Objective
Put every item below into a two-column CSV with the header input,output. Give one row per item, holding the item's text and then its answer, with each field quoted and its line breaks replaced by spaces.

Record list
◇ ◇ ◇ ◇ ◇ ◇ ◇
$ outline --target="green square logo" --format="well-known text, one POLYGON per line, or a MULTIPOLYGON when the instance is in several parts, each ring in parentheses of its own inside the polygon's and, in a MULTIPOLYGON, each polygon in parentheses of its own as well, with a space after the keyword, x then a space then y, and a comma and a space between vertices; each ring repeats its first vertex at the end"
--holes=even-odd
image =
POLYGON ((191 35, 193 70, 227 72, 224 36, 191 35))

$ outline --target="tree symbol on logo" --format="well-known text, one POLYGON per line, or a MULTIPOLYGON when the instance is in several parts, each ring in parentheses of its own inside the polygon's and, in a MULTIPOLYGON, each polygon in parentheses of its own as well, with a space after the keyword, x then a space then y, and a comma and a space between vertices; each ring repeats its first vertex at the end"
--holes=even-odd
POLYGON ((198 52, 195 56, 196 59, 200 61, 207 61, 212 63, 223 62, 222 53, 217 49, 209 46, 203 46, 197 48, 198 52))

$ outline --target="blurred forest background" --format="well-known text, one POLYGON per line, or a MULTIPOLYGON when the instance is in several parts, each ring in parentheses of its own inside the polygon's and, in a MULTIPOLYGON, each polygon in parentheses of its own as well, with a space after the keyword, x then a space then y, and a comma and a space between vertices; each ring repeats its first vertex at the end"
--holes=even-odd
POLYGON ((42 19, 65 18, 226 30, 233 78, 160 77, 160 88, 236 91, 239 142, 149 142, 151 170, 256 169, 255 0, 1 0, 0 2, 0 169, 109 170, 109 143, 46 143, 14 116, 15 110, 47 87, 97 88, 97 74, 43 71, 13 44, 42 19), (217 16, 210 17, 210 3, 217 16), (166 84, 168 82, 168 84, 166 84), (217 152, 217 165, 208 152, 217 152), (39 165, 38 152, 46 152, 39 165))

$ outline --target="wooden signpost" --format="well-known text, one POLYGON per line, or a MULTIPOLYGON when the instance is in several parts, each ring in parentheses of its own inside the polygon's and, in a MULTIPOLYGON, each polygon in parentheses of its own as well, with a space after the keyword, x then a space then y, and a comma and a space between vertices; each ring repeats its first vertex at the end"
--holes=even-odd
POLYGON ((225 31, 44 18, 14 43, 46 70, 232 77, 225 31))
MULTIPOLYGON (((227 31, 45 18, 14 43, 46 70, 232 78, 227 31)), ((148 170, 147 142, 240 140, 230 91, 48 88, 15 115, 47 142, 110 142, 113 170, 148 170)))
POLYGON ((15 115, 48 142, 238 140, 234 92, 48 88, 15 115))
◇ ◇ ◇ ◇ ◇ ◇ ◇
The reply
input,output
"$ outline --target=""green square logo"" --format=""well-known text, one POLYGON per line, or a MULTIPOLYGON when the instance is in several parts, each ring in parentheses of its own inside the polygon's and, in a MULTIPOLYGON, each polygon in parentheses of its own as well, with a space after the keyword, x then a space then y, and a comma and a space between vertices; each ring repeats its first vertex at the end"" --holes=even-odd image =","POLYGON ((191 35, 193 70, 227 72, 224 36, 191 35))"
"$ outline --target=""tree symbol on logo"" --format=""well-known text, one POLYGON per line, or a MULTIPOLYGON when the instance is in several parts, each ring in parentheses of its own inside the polygon's and, in a MULTIPOLYGON, each polygon in parentheses of its own as well, with a space after the keyword, x then a space then y, and a comma and a space between vertices; each ring repeats its first vertex at the end"" --holes=even-odd","POLYGON ((198 52, 195 56, 196 59, 200 61, 207 61, 212 63, 223 62, 222 53, 217 49, 209 46, 203 46, 197 48, 198 52))"
"$ outline --target=""blurred forest background"" --format=""well-known text, one POLYGON per line, or a MULTIPOLYGON when the instance is in several parts, each ring in parentheses of its own inside the polygon's and, in a MULTIPOLYGON, each polygon in parentheses of its own as well, with a space after the keyword, x then a space then y, and a comma and a space between vertices; each ring repeats its first vertex at the end"" --holes=even-odd","POLYGON ((42 19, 65 18, 226 30, 233 78, 160 77, 160 88, 236 91, 239 142, 149 142, 151 170, 256 169, 255 0, 1 0, 0 2, 0 169, 109 170, 109 143, 46 143, 14 116, 15 110, 47 87, 97 88, 97 74, 43 71, 13 44, 42 19), (217 16, 210 17, 210 3, 217 16), (166 84, 168 82, 168 84, 166 84), (217 152, 217 165, 208 152, 217 152), (39 165, 38 152, 46 152, 39 165))"
"$ outline --target=""wooden signpost"" --format=""well-known text, one POLYGON per line, or a MULTIPOLYGON when the instance is in several parts, each ring in parentheses of its own inside the polygon's and, in a MULTIPOLYGON, each polygon in parentheses of its own as well, with a space after the keyword, x then a space then y, and a comma and a space between vertices; each ring repeats its first vertex at the end"" --holes=even-odd","POLYGON ((225 31, 44 18, 14 43, 46 70, 232 77, 225 31)) MULTIPOLYGON (((227 31, 45 18, 14 43, 46 70, 232 78, 227 31)), ((148 170, 147 142, 240 140, 230 91, 48 88, 15 115, 47 142, 110 142, 113 170, 148 170))) POLYGON ((15 115, 48 142, 238 140, 234 92, 48 88, 15 115))"